#### EXCERPT ####
Question: Let $\alpha$, $\beta$, $\gamma$ be distinct real numbers such that $a\alpha^2 + b\alpha + c = (sin\t...

Question

Let $\alpha$ , $\beta$ , $\gamma$ be distinct real numbers such that $a\alpha^2 + b\alpha + c = (sin\theta)\alpha^2 + (cos\theta)\alpha$ $a\beta^2 + b\beta + c = (sin\theta)\beta^2 + (cos\theta)\beta$ $a\gamma^2 + b\gamma + c = (sin\theta)\gamma^2 + (cos\theta)\gamma$ (where a, b, c $\in$ R)

Find the maximum value of the expression $\frac{a^2 + b^2}{a^2 + 3ab + 5b^2}$

Answer 1

Solution

The given equations are:

$a\alpha^2 + b\alpha + c = (\sin\theta)\alpha^2 + (\cos\theta)\alpha$
$a\beta^2 + b\beta + c = (\sin\theta)\beta^2 + (\cos\theta)\beta$
$a\gamma^2 + b\gamma + c = (\sin\theta)\gamma^2 + (\cos\theta)\gamma$

Rearranging these equations, we get:

$(a - \sin\theta)\alpha^2 + (b - \cos\theta)\alpha + c = 0$
$(a - \sin\theta)\beta^2 + (b - \cos\theta)\beta + c = 0$
$(a - \sin\theta)\gamma^2 + (b - \cos\theta)\gamma + c = 0$

Let $P(x) = (a - \sin\theta)x^2 + (b - \cos\theta)x + c$ .
#### PROVIDED INFORMATION ####
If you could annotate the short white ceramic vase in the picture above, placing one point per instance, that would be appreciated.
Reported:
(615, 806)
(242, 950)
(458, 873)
####
=== OBJECTIVES ===
a - How does the math problem define P(x)?
b - Output the part of the math problem that opens with the words containing "Rearranging these equations, we" and closes with "- \cos\theta)x + c$ .".
c - Please continue the solution to the math problem from the point where it stops.
The records are not needed here.

=== TASK-BY-TASK RESULTS ===
a - $P(x) = (a - \sin\theta)x^2 + (b - \cos\theta)x + c$

b -
Rearranging these equations, we get:

$(a - \sin\theta)\alpha^2 + (b - \cos\theta)\alpha + c = 0$
$(a - \sin\theta)\beta^2 + (b - \cos\theta)\beta + c = 0$
$(a - \sin\theta)\gamma^2 + (b - \cos\theta)\gamma + c = 0$

Let $P(x) = (a - \sin\theta)x^2 + (b - \cos\theta)x + c$ .

c -
We are given that $\alpha$ , $\beta$ , $\gamma$ are distinct real numbers and they are roots of the quadratic polynomial $P(x) = 0$ .

A non-zero quadratic polynomial can have at most two distinct real roots. Since $P(x)$ has three distinct real roots, it must be the zero polynomial.

This implies that all its coefficients must be zero:

$a - \sin\theta = 0 \implies a = \sin\theta$

$b - \cos\theta = 0 \implies b = \cos\theta$

$c = 0$

Now we need to find the maximum value of the expression $\frac{a^2 + b^2}{a^2 + 3ab + 5b^2}$ .

Substitute $a = \sin\theta$ and $b = \cos\theta$ into the expression:

Expression $E = \frac{(\sin\theta)^2 + (\cos\theta)^2}{(\sin\theta)^2 + 3(\sin\theta)(\cos\theta) + 5(\cos\theta)^2}$

We know that $\sin^2\theta + \cos^2\theta = 1$ .

So, $E = \frac{1}{\sin^2\theta + 3\sin\theta\cos\theta + 5\cos^2\theta}$

To find the maximum value of $E$ , we need to find the minimum value of the denominator.

Let $D = \sin^2\theta + 3\sin\theta\cos\theta + 5\cos^2\theta$ .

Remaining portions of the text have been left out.